Description:
In a 4-node NDB Cluster deployment (mgmd + 4 combined SQL/data nodes), after a cluster instability/restart window, mysql.ndb_schema becomes missing on all MySQL Server nodes (ERROR 1146: Table 'mysql.ndb_schema' doesn't exist). Only mysql.ndb_apply_status and mysql.ndb_binlog_index are present.
However, mysqld error log shows a sequence during the same time window indicating a “normal system restart” and an attempt to reinstall and create mysql.ndb_schema, including that the replication event already exists. This appears to leave the system in an inconsistent state where schema distribution metadata actions are logged but the table is not actually present/visible to SQL.

→ THINGS TO DO:
• a. Rewrite the NDB Cluster bug report, starting at "However, mysqld error" and ending at "present/visible to SQL.", with "replication event" changed to "binlog event".
• b. Carry on the NDB Cluster bug report from its last sentence.
The lines that come next are separate material and have no connection to the NDB Cluster bug report.

→ DATASET ROWS:
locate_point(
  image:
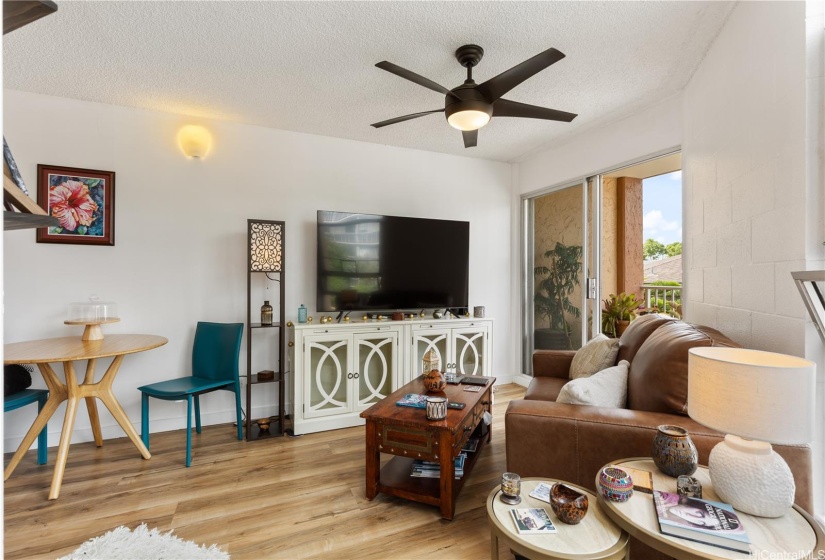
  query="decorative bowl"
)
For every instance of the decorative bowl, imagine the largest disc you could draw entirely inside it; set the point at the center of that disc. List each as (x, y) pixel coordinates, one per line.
(673, 452)
(615, 484)
(569, 505)
(434, 381)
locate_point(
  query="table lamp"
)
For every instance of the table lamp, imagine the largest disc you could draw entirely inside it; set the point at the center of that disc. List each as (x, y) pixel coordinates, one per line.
(757, 398)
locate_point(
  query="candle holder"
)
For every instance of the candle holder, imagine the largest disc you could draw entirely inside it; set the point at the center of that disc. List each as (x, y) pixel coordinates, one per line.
(688, 486)
(510, 488)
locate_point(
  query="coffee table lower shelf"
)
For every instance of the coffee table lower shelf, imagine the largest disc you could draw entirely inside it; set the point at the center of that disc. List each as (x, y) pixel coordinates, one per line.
(396, 480)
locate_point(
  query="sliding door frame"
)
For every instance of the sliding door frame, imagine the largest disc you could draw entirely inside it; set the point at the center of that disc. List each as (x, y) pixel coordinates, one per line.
(527, 247)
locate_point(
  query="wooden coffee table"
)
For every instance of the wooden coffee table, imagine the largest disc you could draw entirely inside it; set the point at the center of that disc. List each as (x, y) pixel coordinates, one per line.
(406, 433)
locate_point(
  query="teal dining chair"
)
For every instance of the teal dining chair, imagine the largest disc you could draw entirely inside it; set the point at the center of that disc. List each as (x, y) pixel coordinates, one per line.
(215, 355)
(26, 397)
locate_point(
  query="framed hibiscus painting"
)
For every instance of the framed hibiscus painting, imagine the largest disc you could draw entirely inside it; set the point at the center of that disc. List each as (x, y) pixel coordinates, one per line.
(82, 200)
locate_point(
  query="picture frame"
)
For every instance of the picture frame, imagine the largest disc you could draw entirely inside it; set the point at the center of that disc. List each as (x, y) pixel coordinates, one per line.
(83, 201)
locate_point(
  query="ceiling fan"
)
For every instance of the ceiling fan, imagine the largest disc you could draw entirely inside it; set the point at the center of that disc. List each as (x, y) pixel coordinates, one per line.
(470, 106)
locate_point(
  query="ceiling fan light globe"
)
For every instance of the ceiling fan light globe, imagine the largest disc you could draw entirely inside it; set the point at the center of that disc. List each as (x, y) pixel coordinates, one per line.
(468, 120)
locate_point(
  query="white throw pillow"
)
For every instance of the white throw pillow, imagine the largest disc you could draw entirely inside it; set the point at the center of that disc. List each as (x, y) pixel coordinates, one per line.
(594, 356)
(605, 388)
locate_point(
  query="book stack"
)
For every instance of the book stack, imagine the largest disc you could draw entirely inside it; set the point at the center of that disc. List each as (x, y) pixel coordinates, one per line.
(430, 469)
(700, 520)
(532, 521)
(471, 446)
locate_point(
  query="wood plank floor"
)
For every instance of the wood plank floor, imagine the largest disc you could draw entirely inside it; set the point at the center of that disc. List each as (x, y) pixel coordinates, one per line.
(281, 498)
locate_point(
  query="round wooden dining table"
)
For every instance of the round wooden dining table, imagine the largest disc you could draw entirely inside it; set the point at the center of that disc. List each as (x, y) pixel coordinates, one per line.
(67, 350)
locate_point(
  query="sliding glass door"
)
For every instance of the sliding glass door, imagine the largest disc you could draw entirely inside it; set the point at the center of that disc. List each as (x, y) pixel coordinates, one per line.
(561, 257)
(588, 239)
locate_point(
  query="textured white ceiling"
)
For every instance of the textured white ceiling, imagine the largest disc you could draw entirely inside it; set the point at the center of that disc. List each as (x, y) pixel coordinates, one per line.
(309, 66)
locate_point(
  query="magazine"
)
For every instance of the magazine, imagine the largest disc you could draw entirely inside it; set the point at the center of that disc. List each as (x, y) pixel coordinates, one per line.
(541, 492)
(700, 520)
(532, 521)
(413, 400)
(431, 469)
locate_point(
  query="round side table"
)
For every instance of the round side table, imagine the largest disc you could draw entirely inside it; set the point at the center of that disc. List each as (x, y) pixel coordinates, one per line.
(794, 535)
(595, 538)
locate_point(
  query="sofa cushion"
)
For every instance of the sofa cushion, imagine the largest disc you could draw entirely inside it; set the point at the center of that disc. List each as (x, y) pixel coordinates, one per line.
(599, 353)
(605, 388)
(659, 370)
(545, 388)
(636, 334)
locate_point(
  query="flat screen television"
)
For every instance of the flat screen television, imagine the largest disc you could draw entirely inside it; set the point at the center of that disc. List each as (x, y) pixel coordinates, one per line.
(368, 262)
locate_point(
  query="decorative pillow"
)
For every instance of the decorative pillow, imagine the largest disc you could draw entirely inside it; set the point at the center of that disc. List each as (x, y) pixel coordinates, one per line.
(605, 388)
(596, 355)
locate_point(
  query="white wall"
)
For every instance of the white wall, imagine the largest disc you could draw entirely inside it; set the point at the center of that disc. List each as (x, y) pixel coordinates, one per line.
(656, 129)
(181, 232)
(746, 196)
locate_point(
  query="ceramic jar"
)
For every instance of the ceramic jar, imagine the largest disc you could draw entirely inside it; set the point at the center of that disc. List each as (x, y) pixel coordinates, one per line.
(436, 408)
(431, 361)
(510, 488)
(434, 381)
(266, 313)
(673, 451)
(615, 484)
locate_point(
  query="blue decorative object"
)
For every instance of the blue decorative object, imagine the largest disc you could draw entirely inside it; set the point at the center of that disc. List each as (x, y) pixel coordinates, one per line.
(615, 484)
(215, 355)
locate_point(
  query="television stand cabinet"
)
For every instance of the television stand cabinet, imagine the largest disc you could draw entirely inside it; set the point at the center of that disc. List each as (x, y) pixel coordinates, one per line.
(342, 369)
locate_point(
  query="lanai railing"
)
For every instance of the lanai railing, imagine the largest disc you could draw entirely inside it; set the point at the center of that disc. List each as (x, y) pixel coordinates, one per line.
(665, 298)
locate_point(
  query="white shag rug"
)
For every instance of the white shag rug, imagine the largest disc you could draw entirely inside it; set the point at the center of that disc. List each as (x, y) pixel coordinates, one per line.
(144, 544)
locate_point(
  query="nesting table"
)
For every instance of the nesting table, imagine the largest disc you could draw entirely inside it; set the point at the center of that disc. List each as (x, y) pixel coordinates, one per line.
(596, 537)
(67, 350)
(794, 535)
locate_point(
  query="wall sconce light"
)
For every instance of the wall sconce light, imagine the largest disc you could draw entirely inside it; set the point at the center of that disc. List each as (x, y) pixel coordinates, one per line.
(194, 140)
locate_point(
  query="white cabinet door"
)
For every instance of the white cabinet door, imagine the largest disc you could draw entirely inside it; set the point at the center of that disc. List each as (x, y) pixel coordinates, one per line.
(424, 339)
(469, 351)
(375, 367)
(327, 375)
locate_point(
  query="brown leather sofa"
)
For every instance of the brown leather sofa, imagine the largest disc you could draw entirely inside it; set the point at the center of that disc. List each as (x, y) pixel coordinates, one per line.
(572, 442)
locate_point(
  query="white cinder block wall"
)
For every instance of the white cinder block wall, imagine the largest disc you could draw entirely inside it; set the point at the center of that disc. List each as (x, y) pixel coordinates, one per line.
(181, 233)
(747, 191)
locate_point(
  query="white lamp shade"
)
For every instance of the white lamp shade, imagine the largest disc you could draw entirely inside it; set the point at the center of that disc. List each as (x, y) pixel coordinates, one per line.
(753, 394)
(468, 120)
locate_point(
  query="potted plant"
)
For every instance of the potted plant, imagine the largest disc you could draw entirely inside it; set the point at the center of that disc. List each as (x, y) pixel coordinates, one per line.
(618, 312)
(554, 284)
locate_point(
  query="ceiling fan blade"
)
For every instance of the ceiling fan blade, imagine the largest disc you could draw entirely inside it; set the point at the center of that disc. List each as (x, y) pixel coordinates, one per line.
(506, 108)
(494, 88)
(405, 118)
(413, 77)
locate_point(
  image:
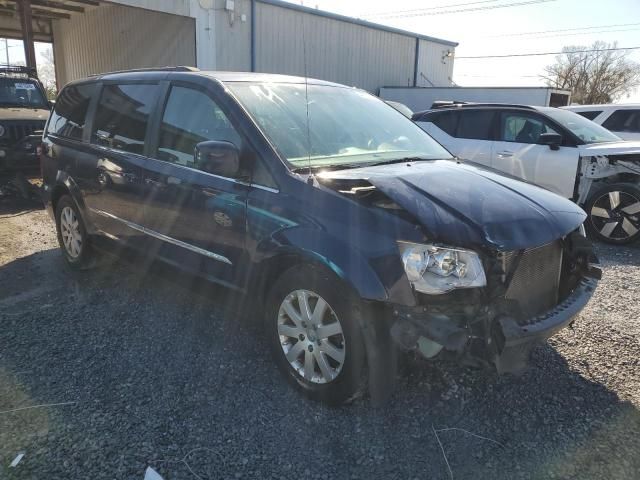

→ ANSWERS PROVIDED:
• a.
However, mysqld error log shows a sequence during the same time window indicating a “normal system restart” and an attempt to reinstall and create mysql.ndb_schema, including that the binlog event already exists. This appears to leave the system in an inconsistent state where schema distribution metadata actions are logged but the table is not actually present/visible to SQL.

• b.
Evidence (log excerpts):
mgmd log (/tmp/mgmd_0949_0955.log), showing instability and mgmd stopping:
Line 11–12: ... Arbitration error ... Node 4 is not responding
Line 2022: *** Received SIGTERM. Performing stop. ***
mysqld log on ndb1 (/tmp/ndb1_0949_0955.log), showing restart + util tables problems + reinstall attempts:
Lines 201–204 (cluster failure and util tables lost):
... cluster failure at epoch: ...
... Ndb kernel state: ...
... InnoDB: Could not recover util tables from NDB
... InnoDB: util tables lost, they need to be recreated
Lines 220–228 (normal restart + reinstall/create ndb_schema + existing event):
Detected a normal system restart
Table 'mysql.ndb_schema' need reinstall in DD
Creating table 'mysql.ndb_schema'
Event 'REPL$mysql/ndb_schema' for table 'mysql.ndb_schema' already exists
Binlog: logging ./mysql/ndb_schema (UPDATED,USE_WRITE)
SQL verification on all nodes (ndb1–ndb4), after the incident window:
Command executed:
for n in ndb1 ndb2 ndb3 ndb4; do
docker exec -i $n bash -lc "mysql -uroot -e \"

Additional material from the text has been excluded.